Please render the records below as a numbered list, one line per item, leaving out blank lines and pictures.

#### Provided data
====

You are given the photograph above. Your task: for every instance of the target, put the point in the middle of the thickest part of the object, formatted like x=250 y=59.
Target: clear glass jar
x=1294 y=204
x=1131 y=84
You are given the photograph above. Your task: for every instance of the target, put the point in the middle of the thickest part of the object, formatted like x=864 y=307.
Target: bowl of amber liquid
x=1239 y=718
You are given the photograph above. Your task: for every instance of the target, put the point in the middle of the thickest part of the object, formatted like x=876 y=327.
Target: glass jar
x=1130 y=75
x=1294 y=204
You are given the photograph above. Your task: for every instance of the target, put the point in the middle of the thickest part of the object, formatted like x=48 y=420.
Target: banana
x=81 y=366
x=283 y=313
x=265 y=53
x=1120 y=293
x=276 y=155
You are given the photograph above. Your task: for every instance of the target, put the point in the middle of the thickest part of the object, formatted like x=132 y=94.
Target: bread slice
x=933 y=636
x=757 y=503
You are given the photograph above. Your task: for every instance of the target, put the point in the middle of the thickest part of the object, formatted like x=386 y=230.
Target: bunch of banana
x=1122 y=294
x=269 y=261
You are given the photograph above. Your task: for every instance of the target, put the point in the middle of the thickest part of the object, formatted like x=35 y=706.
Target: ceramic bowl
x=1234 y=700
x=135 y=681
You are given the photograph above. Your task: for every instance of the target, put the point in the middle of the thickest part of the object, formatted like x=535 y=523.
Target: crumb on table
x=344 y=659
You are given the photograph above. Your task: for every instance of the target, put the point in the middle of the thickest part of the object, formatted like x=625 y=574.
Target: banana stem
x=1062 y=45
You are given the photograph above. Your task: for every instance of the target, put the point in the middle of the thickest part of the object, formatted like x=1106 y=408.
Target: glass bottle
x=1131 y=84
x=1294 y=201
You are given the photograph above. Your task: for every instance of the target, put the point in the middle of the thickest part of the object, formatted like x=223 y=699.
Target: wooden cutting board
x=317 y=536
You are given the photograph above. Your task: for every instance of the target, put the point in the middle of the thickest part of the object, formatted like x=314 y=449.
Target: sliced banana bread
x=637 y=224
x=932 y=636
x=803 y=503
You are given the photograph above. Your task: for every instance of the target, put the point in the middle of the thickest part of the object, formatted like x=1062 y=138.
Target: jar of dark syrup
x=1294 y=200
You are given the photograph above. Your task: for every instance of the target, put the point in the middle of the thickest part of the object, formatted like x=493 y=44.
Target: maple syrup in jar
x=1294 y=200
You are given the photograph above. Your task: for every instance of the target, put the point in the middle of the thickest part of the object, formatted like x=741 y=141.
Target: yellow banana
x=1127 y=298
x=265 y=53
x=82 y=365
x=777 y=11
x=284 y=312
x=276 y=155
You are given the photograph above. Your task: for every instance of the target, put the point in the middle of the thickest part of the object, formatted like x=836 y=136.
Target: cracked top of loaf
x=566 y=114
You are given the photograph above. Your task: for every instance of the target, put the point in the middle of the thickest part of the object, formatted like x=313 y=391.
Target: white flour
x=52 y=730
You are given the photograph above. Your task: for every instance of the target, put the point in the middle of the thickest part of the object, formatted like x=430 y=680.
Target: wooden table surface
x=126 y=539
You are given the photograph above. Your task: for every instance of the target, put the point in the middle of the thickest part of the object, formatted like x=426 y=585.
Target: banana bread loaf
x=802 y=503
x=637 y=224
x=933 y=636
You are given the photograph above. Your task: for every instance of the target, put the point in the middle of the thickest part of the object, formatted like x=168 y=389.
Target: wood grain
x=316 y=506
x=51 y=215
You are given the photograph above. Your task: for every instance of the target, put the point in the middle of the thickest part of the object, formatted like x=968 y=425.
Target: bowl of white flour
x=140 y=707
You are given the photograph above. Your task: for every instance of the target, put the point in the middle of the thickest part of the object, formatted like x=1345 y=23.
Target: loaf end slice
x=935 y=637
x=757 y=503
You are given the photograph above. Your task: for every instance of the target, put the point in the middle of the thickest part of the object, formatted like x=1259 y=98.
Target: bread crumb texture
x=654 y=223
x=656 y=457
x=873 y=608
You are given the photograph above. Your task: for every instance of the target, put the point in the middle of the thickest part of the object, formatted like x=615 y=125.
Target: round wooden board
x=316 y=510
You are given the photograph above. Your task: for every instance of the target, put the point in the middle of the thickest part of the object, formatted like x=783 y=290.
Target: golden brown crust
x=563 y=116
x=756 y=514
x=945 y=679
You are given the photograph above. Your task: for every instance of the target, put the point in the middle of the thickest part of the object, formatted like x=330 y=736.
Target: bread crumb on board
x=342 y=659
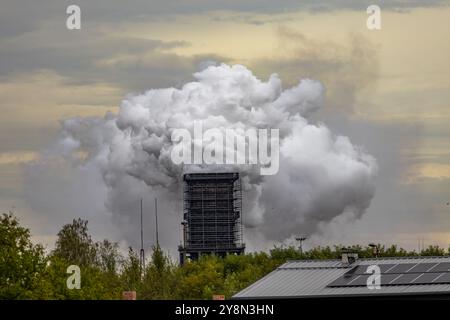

====

#### Response to this task
1. You are given the photograph above. Your task: for every instance of the target, put the point in the middle of the thickest part of the object, formatted like x=250 y=59.
2. Target: clear glass jar
3. x=1294 y=204
4. x=1131 y=84
5. You are given the photograph above. Your task: for every instance of the target, put the point in the middle of the thickest part of the object, formatted like x=864 y=307.
6. Target: bowl of amber liquid
7. x=1239 y=718
8. You are given the photograph above. Your task: for every instance of the target, put the point in the middle of the thickest part of the object, formatted like x=876 y=327.
9. Target: glass jar
10. x=1130 y=75
11. x=1294 y=204
12. You are given the photograph above. Your task: for every instance of the target, put the point in the middle of the thickest part of the object, formatted like x=48 y=420.
13. Target: banana
14. x=81 y=366
15. x=283 y=313
16. x=265 y=53
17. x=1120 y=293
18. x=276 y=155
19. You are given the photograph above. Your task: for every instance of the target, put the point in the middle of the thickest part of the object, formatted like x=132 y=94.
20. Target: bread slice
21. x=933 y=636
22. x=757 y=503
23. You are given the photograph above. Your task: for every instance of the target, put the point in the middle of the thickest part of the object, formatted like x=386 y=230.
24. Target: bunch of banana
25. x=1122 y=294
26. x=269 y=261
27. You are given the photograph above. Your task: for every instance of the target, put the point in the middle of the thickest part of the object, formatted like x=35 y=706.
28. Target: ceramic bowl
29. x=1234 y=700
30. x=135 y=681
31. You are given the photograph above. Your task: for every instance of the target, put the point in the middle of the thickest part of the object, formatted like x=535 y=523.
32. Target: crumb on table
33. x=344 y=659
34. You are given the photograph above. Your task: for every instance of the target, put the point in the middle of the thickest part of the object, formatted like x=625 y=574.
35. Target: banana stem
36. x=1062 y=45
37. You are given the photograph above. Your task: for every instance of the target, put the point in the middle of the thickest part of the object, formatted like x=1106 y=408.
38. Target: glass bottle
39. x=1131 y=84
40. x=1294 y=201
41. You are given the photograph above. Your task: for every instance of the target, put the point in the middle of the thickest part of the object, formatted like x=223 y=699.
42. Target: wooden cutting board
43. x=317 y=536
44. You are given the photograph above. Your task: for every instance of the target, put the point in the middle of the thickest part of the object, formatted like x=314 y=449.
45. Target: sliced banana bread
46. x=637 y=224
47. x=932 y=636
48. x=803 y=503
49. You are given the photograph above. Your task: for every instance of the target, put the point in the middle of the thickest part of the object, formatted like x=1062 y=138.
50. Target: jar of dark syrup
51. x=1294 y=200
52. You are given the photograph above. Your task: for every instance of the target, put the point in the middle of the thickest part of the object, formatted like x=493 y=44.
53. Target: maple syrup in jar
54. x=1294 y=200
55. You are given the photograph above. Your task: for every instance of the target, put the point in the middle of the thickest part of the object, formatted like x=741 y=141.
56. Target: yellow banana
57. x=1127 y=298
58. x=265 y=53
59. x=82 y=365
60. x=777 y=11
61. x=284 y=312
62. x=276 y=155
63. You are given the photograph above. Your task: for every instance of the target, put the point in the middle of the thickest part of the object, formatted like x=836 y=136.
64. Target: cracked top of loaf
65. x=566 y=114
66. You are given the photograph above. Your task: for every instance of the target, put the point in the middle of the thickest part of the object, formatted like x=313 y=391.
67. Target: white flour
68. x=52 y=730
69. You are given the photograph above. Your task: for every instance of the target, put the point in the middle of the thickest part of the object, formatted like x=430 y=680.
70. Target: wooden table surface
71. x=126 y=539
72. You are given the photograph above. Your task: for every instance of the target, put the point in the middle of the thickest part of the object, formatted like x=426 y=585.
73. Target: banana bread loaf
74. x=802 y=503
75. x=637 y=224
76. x=933 y=636
77. You are given the photograph above. Your task: for every instance of the target, put the point in the middle of the thickest part of the object, formatted like x=168 y=389.
78. Target: wood grain
79. x=316 y=506
80. x=51 y=215
81. You are given the photograph above. Your task: for every instance of the target, put the point in the middle of the thickest part of the object, formatted like x=968 y=425.
82. Target: bowl of white flour
83. x=140 y=707
84. You are given the photograph above. Your task: for every instance of the target, put the point in the middle of the thickest part of the object, formatted like x=1345 y=23.
85. Target: loaf end slice
86. x=935 y=637
87. x=757 y=503
88. You are given the photograph above. Your task: for every instance of the target, put the point in the middle of the thickest part of the object, formatted like x=1259 y=98.
89. Target: bread crumb texture
90. x=654 y=223
91. x=656 y=457
92. x=873 y=608
93. You are given the photograph above. Your task: for every instance of the target, put the point in the middle of the thickest part of the object, formatted like x=615 y=125.
94. Target: round wooden board
95. x=316 y=510
96. You are given the photograph above. Your task: for every instance of the target, put the point in the middle of the thickest part of the object, formatted like x=783 y=290.
97. Target: golden brown crust
98. x=563 y=116
99. x=756 y=514
100. x=945 y=679
101. You are given the photograph above. Your task: for every instance of the target, put the point in the middle of the thickest part of the object, formatted like x=330 y=736.
102. Target: bread crumb on board
103. x=342 y=659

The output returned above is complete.